MATERIAL FOR THE TASK:

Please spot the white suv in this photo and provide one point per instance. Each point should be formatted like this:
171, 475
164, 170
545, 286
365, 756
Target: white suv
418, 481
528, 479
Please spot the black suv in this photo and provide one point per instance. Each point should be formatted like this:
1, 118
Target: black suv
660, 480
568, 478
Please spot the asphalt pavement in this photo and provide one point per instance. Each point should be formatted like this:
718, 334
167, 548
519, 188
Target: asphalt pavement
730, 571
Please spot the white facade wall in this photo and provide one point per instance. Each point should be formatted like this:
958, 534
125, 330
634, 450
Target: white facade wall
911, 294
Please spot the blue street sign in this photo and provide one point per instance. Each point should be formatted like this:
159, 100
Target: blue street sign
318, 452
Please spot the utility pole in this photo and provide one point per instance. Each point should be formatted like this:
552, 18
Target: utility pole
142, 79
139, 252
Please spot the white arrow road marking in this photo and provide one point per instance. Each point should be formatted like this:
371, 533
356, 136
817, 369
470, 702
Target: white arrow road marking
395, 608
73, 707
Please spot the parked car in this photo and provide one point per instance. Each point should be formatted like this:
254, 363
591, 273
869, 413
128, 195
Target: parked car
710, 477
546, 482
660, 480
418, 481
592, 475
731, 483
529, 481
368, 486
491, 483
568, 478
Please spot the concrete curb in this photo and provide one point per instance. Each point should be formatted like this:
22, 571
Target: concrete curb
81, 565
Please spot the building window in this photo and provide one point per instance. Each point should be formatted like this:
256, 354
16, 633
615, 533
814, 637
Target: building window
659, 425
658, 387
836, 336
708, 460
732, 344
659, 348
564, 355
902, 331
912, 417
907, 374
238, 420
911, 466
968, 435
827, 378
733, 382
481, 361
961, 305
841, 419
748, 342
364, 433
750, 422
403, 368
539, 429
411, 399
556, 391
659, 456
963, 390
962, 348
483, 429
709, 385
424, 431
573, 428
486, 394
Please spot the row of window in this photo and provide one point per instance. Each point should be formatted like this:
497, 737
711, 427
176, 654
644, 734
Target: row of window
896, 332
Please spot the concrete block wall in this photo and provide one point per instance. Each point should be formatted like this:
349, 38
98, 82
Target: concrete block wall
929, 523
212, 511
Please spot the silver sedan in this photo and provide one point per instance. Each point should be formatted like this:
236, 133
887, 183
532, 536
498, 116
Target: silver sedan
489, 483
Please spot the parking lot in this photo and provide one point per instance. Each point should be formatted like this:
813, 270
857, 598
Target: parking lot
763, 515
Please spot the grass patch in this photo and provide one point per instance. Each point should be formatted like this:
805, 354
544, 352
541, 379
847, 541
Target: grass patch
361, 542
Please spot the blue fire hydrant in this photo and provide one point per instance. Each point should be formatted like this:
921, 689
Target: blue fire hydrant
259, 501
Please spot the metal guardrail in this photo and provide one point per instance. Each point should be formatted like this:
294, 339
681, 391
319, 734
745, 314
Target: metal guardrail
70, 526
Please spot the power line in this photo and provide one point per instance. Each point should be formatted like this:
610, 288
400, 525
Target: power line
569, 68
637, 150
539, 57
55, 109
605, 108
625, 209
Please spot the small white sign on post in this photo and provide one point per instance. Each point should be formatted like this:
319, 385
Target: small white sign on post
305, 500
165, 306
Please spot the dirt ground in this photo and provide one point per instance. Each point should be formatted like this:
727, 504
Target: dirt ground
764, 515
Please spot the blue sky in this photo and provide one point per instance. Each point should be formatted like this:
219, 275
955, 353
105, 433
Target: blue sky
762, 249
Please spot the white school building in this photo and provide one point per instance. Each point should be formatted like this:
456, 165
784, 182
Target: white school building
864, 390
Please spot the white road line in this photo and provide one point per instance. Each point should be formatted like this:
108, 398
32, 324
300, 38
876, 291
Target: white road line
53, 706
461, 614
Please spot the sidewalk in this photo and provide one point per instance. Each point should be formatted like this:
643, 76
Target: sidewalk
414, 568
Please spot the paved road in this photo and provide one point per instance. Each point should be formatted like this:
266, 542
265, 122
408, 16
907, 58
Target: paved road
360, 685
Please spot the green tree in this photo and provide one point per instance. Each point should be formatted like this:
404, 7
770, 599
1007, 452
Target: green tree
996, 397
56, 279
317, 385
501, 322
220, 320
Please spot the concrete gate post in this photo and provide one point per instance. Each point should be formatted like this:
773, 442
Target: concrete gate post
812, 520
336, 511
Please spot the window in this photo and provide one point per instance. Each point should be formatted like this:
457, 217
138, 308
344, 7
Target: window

DO THIS: Could you repeat the items above with every "Please spot" changed to "Please locate" and everything else left unchanged?

SOLUTION:
Please locate the white suv in this photo and provide one point per instance. Each point should be formatted like this:
171, 475
164, 170
545, 286
365, 756
Target: white suv
418, 481
528, 479
Please locate the black suv in this photo and provide one point per instance. Each point should be formatted like this:
1, 118
Target: black suv
660, 480
568, 478
Please locate the asphalt pavement in this photo and provide one point per instance. Each point should be formatted like this:
718, 334
167, 548
519, 188
Target: asphalt pavement
730, 571
Please locate the white facade wall in this photo and provide one point per instance. Each point should be formatted like this:
958, 534
125, 330
634, 450
Target: white facade wall
911, 294
Please locate the blue street sign in this photo and provide one point per instance. Each point should be formatted like this:
159, 100
Target: blue street sign
318, 452
Please locate the utility pole in this photo and provide one point per instance. Each point should be formatted like this:
552, 18
Target: utility pole
142, 79
139, 252
Please locate the white arrow road marking in this photo and provide one point per instance. Each point should be formatted like this:
371, 533
356, 136
817, 369
470, 702
Target: white arrow road marking
395, 608
73, 707
Please locate the parked car in this photo and provide one point per instance. Each point should be formatted like this:
254, 363
591, 273
869, 413
128, 195
Target: parked car
710, 477
546, 482
660, 480
418, 481
592, 475
731, 483
529, 481
368, 486
491, 483
568, 478
Please locate the concrete curb in this photo and provide one point per instance. Each point should be formatted like this:
22, 571
Target: concrete curb
81, 565
Please locate the building window in this photo and provide one point per instance. Each point should be formatted like this:
256, 354
16, 633
615, 533
814, 637
Target: building window
659, 425
658, 387
836, 336
708, 460
732, 344
659, 348
564, 355
902, 331
912, 417
907, 374
238, 420
911, 466
968, 435
827, 378
733, 382
481, 361
961, 305
841, 419
748, 342
364, 433
750, 422
403, 368
539, 429
411, 399
556, 391
659, 456
963, 390
962, 348
483, 429
709, 385
424, 431
573, 428
486, 394
Please locate the row of window in this photo and provide one point per instance. Each point should be formatted like this:
497, 737
711, 427
176, 654
644, 734
Target: row of window
896, 332
Please locate the concrete block wall in this photo and provide one point per instance. Each point should be formatted like this:
349, 38
98, 82
Target: concrete block wall
929, 523
212, 511
Please locate the silver sedan in this photo and provide one point per instance. Each point should be formatted like this:
236, 133
887, 183
532, 536
498, 116
Target: silver sedan
489, 483
Please locate the parking lot in this photo and provide one point per instance. Each point should be formatted like this:
813, 270
857, 598
Target: parking lot
763, 515
Please locate the grass patch in this photo and provide one point per instance. Each point should be formatted like this:
805, 354
544, 352
541, 379
847, 541
Target: grass patch
361, 542
Please locate the blue fire hydrant in this photo and provide one point per instance. Each point should be formatted like this:
921, 689
Target: blue fire hydrant
259, 501
Please locate the metal guardrail in this photo and provide one point per instance. Each point should be formatted like this:
294, 339
681, 391
319, 734
745, 314
Target: metal guardrail
70, 526
Please locate the power line in this photo and provide one point per instance. Each point should be formatted like this:
610, 288
400, 525
Target: power line
569, 68
637, 150
539, 57
55, 109
605, 108
625, 209
Please locate the small white sign on post in this photo and provide one point per instance. Each point should be formatted like this:
319, 385
Target: small white sign on post
305, 500
165, 306
Please locate the dirt ground in this photo and provide one point per instance. Each point should be formatted like this:
727, 504
Target: dirt ground
764, 515
Please locate the blue sky in this photo and provide one point per instance. Each point should be formatted like this:
219, 275
955, 353
105, 433
Target: blue sky
762, 249
Please locate the white school building in this photo and provide one point per instance. Each point should be formatted like this:
456, 165
784, 182
Target: white school building
864, 390
Please locate the white road line in this photo and provide one point per instance. Each point should be formatted like this:
108, 398
32, 324
300, 38
876, 291
Target: white road line
53, 706
461, 614
Please locate the sidewalk in this photo and provide one point per instance. Each point should be formatted like this:
643, 76
Target: sidewalk
414, 568
Please locate the paved road in this photo and provide one point per instance. Each point should be formatted like this:
266, 542
265, 122
408, 16
907, 58
Target: paved road
360, 685
Please locate the green tree in this photo and provide one point per instance. Each point should be formatted like this:
404, 7
770, 599
1007, 452
Target: green tree
996, 397
56, 279
317, 385
501, 322
220, 320
Please locate the concrete gate post in this photo and provide one point per instance. Each point should be formatted like this:
773, 442
Target: concrete gate post
812, 520
336, 511
Please locate the window in this photo and provide one point per instance. Each point should be formatted like this:
457, 217
138, 308
344, 7
Target: window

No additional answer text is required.